_Entries supplied_

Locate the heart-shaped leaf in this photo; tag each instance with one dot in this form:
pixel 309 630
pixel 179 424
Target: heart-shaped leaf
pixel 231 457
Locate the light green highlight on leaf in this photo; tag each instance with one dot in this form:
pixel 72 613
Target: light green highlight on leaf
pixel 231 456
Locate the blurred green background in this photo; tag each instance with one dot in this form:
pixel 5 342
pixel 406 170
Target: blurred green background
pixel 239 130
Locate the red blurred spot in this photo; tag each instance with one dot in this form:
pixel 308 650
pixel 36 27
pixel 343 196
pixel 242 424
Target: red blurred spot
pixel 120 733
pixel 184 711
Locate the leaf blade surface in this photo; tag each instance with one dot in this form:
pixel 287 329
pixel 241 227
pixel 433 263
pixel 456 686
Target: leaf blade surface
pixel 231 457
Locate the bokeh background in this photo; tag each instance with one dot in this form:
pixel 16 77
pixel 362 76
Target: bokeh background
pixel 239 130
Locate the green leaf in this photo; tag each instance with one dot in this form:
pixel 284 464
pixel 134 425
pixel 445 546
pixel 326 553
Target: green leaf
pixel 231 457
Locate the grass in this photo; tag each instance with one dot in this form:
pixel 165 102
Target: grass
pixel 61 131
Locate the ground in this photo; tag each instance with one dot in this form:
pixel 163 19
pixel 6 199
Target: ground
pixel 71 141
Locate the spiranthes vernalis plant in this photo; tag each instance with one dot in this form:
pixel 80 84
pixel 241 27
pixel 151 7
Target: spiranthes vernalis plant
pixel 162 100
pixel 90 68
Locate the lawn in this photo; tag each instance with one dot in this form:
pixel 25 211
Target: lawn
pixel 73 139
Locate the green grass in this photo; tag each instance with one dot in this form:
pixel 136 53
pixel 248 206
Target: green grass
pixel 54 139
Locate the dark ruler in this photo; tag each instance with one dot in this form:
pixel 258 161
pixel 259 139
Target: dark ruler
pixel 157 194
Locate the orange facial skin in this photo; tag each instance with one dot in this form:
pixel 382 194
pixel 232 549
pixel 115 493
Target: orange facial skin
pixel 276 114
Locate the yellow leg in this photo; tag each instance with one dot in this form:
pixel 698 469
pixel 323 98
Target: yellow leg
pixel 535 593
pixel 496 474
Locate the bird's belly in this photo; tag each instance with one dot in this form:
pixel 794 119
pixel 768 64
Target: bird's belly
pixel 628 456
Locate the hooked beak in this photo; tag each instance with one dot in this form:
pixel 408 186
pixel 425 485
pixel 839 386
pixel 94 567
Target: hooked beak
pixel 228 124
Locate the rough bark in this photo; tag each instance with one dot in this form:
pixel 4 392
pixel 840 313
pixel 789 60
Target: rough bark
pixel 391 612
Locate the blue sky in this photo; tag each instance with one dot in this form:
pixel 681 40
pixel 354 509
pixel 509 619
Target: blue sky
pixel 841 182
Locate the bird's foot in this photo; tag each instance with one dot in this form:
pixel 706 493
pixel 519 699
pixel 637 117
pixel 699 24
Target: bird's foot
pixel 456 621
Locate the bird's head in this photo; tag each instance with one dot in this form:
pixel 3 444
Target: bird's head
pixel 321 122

_Request_
Rewrite all the entries above, replacing "Locate" with "Find" and leaving everything else unchanged.

_Final result_
Find the heart-shaped leaf in this photo; tag each instance with one dot in this form:
pixel 309 630
pixel 179 424
Target: heart-shaped leaf
pixel 231 457
Find the light green highlight on leaf in this photo; tag each instance with one dot in this form:
pixel 72 613
Target: light green highlight on leaf
pixel 231 456
Find the blurred green background in this photo; tag each instance with one dot in this form:
pixel 5 342
pixel 406 170
Target: blurred green background
pixel 239 130
Find the red blurred spot in this photo; tag each instance with one dot in this form:
pixel 308 650
pixel 36 27
pixel 343 196
pixel 242 424
Target: red blurred spot
pixel 120 733
pixel 184 711
Find the leaf blade surface in this photo; tag each instance with one dot in this form:
pixel 287 329
pixel 241 227
pixel 433 263
pixel 456 686
Target: leaf blade surface
pixel 231 457
Find the bokeh background in this photo; tag each instance with one dot in this form:
pixel 16 77
pixel 362 76
Target: bokeh background
pixel 239 130
Find the green leaf in this photo; tag each instance with one dot in this form:
pixel 284 464
pixel 134 425
pixel 445 546
pixel 326 553
Target: green leaf
pixel 231 457
Find the grass in this photo; tag each instance with one dot in this form:
pixel 165 102
Target: grass
pixel 61 131
Find the ground in this photo; tag each instance with one dot in this form:
pixel 163 19
pixel 6 199
Target: ground
pixel 71 141
Find the spiranthes vernalis plant in this photo; tag each instance with one dot in this form:
pixel 80 84
pixel 241 27
pixel 151 7
Target: spiranthes vernalis plant
pixel 162 100
pixel 90 68
Find the lawn in this photo; tag each instance with one dot in this form:
pixel 25 211
Target: lawn
pixel 73 139
Find the green grass in this photo; tag each instance with one dot in this form:
pixel 136 53
pixel 248 206
Target: green grass
pixel 54 139
Find the dark ruler in this photo; tag each instance with one dot in this form:
pixel 258 161
pixel 259 139
Target: dark ruler
pixel 157 194
Find the orange facial skin in this photo; tag each instance with one dot in this form:
pixel 382 194
pixel 232 549
pixel 115 493
Target: orange facial skin
pixel 276 114
Find the yellow leg in this photo; tag each instance with one dot in this form:
pixel 698 469
pixel 323 98
Target: yellow leg
pixel 535 593
pixel 496 474
Find the bird's belly in this photo; tag each instance with one dot in this form:
pixel 794 119
pixel 768 64
Target: bird's belly
pixel 628 456
Find the hooked beak in this photo; tag each instance with one dot in this form:
pixel 408 186
pixel 425 485
pixel 839 386
pixel 94 567
Target: hooked beak
pixel 228 124
Find the rough bark in this photo; tag each instance with one dot in this form:
pixel 4 392
pixel 840 313
pixel 789 60
Target: rough bark
pixel 391 612
Find the blue sky in this photo; tag each instance with one dot in this form:
pixel 681 40
pixel 354 509
pixel 509 619
Target: blue sky
pixel 841 182
Find the bird's foot in this photo; tag each instance with one dot in this form:
pixel 706 493
pixel 519 699
pixel 637 117
pixel 699 24
Target: bird's foot
pixel 456 621
Find the bird's head in this photo; tag each instance with one dot in this form:
pixel 3 444
Target: bird's head
pixel 321 122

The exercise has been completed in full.